**YOUR INSTRUCTIONS**
Show every line of the material below that contains the word "flower", matching case exactly.
--- start DATA EXCERPTS ---
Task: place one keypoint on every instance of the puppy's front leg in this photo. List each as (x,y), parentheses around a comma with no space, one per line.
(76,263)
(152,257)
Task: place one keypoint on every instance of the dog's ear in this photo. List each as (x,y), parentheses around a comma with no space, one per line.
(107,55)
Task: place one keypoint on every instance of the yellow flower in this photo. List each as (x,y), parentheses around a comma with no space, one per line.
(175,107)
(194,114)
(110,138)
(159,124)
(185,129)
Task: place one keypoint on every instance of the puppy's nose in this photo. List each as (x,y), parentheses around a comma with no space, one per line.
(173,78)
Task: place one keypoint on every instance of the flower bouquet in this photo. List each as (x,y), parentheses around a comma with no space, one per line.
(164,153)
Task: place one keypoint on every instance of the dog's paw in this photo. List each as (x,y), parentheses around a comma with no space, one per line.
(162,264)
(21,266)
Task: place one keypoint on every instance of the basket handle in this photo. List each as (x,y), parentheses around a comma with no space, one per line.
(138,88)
--- end DATA EXCERPTS ---
--- start DATA EXCERPTS ---
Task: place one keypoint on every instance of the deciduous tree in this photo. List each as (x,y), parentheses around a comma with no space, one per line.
--- end DATA EXCERPTS ---
--- start DATA EXCERPTS ---
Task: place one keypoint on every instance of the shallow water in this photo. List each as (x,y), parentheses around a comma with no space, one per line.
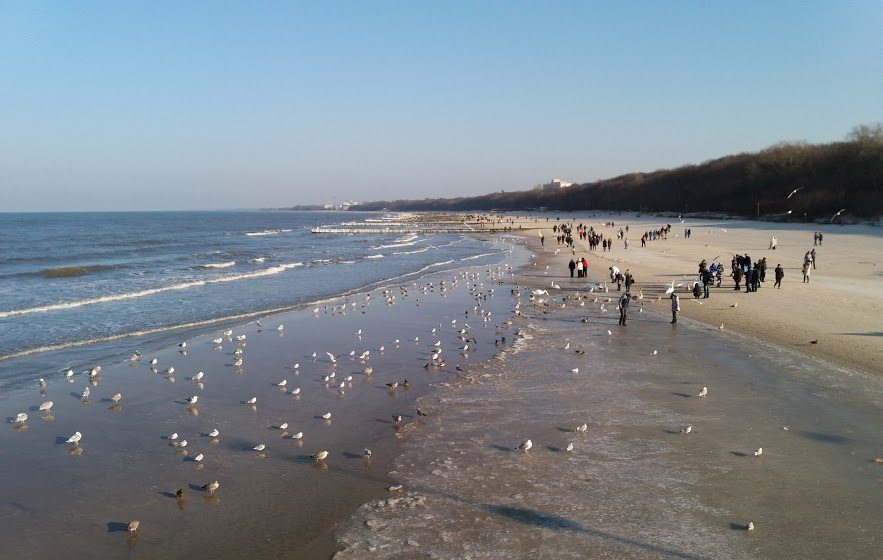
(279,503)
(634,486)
--- end DATA EXCERPTS ---
**RESPONSE TO THE TASK**
Task: place one keypoint on every instance of the yellow flower in this photo. List each as (x,y), parentheses around a comma with no space, one per line.
Task: place one keypoint on every instance of the flower bouquet in this photo. List each as (x,y), parentheses around a comma with no space, one per line.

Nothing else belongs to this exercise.